## [Document section]
- Opening Delimiter -

A nurse administered a drug test on the spot. Gosnell felt panic and relief. Now, no more lies.

She read the results aloud. “Cocaine … marijuana … opiates.”

Officers seized his gun, his patrol car and drove him home. He confessed to his wife and slept that night at the Holiday Inn. Then came 28 days at a Cecil County rehab.

Counselors brought it out: his buried grief from Officer Armetta’s death, the memory of polishing his dead friend’s brass buttons. Surgery had introduced him to opioids; trauma had deepened their hold.

Last December, Gosnell resigned from the force and pleaded guilty to one drug charge and misconduct in office.

“What I have done is intolerable,” he told the judge. “I violated my oath.”

The judge sentenced him to 200 hours of community service, three years of probation and a suspended prison term. Gosnell went home.

Meanwhile, Harford County prosecutors dismissed drug charges against eightpeople. Gosnell had tainted evidence in the cases. Aberdeen police changed the locks on their vault and installed security cameras. Gosnell had played on their sympathy, and their wounds are still raw.

“I felt betrayed, angry,” Bane said. “I don’t know that that will ever go away.”

Sober, Gosnell began work at a Havre de Grace rehab early this year. The job pays about half his lieutenant’s salary, but he’s helping people again, even other cops.

“There’s a stigma that their lives are completely over. I had those same feelings,” he said. “I can give them hope and say, ‘It’s not over. This is just the beginning. Everything’s going to be OK.’”

Now, he says, he has a lifetime’s work to make amends. Noelle stayed with him, and 4-year-old Emily still rides her Little Tykes police car believing daddy’s a cop.

He still can’t face some of his men. Gosnell had lived by the thin blue line and he crossed it. There’s no going back, though the instincts remain.

One lunch break, he took off running from Royal Farms to help an officer. They chased a robbery suspect together. Gosnell, in slacks and dress shoes, sprinted in the alley, slipped and smacked his face.

The ex-cop didn’t stay to see the bad guy arrested. He was needed elsewhere.

- Closing Delimiter -

## [Excerpted data]
- Opening Delimiter -

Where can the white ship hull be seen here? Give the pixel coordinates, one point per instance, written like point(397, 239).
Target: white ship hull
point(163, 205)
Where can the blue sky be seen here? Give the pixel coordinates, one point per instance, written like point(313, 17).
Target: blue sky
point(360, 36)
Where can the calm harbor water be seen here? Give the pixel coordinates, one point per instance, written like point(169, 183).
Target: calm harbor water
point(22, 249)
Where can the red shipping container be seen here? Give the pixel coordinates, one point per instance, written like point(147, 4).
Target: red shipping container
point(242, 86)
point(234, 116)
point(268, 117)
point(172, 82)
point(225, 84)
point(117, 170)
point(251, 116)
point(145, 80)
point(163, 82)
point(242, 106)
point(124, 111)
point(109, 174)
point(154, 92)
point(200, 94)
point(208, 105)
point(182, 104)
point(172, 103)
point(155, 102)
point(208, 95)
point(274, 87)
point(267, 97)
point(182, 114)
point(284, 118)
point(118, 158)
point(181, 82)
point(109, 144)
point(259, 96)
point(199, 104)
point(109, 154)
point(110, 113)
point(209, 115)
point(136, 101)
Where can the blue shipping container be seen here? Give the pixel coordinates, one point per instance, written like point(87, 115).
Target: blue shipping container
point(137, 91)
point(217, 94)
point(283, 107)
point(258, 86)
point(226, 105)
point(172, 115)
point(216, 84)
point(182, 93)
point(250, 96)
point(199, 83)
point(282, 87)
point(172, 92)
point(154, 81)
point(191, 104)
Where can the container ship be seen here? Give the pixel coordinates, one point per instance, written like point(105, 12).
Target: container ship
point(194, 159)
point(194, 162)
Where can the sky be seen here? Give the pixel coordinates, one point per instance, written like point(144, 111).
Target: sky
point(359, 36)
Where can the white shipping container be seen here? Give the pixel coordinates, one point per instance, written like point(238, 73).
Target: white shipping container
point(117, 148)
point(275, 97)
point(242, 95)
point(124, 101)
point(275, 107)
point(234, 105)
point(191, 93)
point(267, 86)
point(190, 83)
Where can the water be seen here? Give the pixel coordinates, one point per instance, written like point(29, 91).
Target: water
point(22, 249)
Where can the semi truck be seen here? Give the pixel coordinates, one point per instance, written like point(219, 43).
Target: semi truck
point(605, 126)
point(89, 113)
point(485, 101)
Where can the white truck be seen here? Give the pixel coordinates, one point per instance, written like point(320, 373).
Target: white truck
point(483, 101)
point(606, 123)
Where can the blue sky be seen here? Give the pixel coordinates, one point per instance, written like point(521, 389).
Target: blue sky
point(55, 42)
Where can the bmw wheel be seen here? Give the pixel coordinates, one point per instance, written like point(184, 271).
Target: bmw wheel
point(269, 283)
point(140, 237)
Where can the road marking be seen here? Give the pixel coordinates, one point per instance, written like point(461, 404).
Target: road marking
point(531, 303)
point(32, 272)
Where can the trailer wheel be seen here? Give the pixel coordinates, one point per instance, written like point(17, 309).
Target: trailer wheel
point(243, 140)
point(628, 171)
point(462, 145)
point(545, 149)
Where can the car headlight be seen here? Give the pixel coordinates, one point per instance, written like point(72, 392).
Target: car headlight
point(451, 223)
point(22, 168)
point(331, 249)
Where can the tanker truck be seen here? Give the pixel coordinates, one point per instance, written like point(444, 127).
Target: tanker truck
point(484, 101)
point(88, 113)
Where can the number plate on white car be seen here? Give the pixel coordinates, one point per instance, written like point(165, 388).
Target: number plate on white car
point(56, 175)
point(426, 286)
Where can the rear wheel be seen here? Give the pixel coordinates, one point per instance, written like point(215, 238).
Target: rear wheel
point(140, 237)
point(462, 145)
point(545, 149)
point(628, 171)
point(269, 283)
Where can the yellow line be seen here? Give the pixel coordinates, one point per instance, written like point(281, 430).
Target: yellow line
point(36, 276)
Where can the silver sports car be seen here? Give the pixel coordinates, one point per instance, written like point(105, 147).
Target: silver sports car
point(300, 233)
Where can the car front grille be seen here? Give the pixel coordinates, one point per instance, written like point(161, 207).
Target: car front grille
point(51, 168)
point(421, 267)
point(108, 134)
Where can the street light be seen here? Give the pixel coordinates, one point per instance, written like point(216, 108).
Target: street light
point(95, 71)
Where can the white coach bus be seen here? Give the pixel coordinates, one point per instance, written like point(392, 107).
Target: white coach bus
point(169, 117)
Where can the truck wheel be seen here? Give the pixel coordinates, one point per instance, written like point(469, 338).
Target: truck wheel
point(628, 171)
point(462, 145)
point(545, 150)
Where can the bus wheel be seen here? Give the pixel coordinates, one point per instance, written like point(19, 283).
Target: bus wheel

- Closing Delimiter -

## [Work order]
Repeat, word for word, the stretch of the Gosnell story from "The judge sentenced" through "even other cops.".

## [Answer space]
The judge sentenced him to 200 hours of community service, three years of probation and a suspended prison term. Gosnell went home.

Meanwhile, Harford County prosecutors dismissed drug charges against eightpeople. Gosnell had tainted evidence in the cases. Aberdeen police changed the locks on their vault and installed security cameras. Gosnell had played on their sympathy, and their wounds are still raw.

“I felt betrayed, angry,” Bane said. “I don’t know that that will ever go away.”

Sober, Gosnell began work at a Havre de Grace rehab early this year. The job pays about half his lieutenant’s salary, but he’s helping people again, even other cops.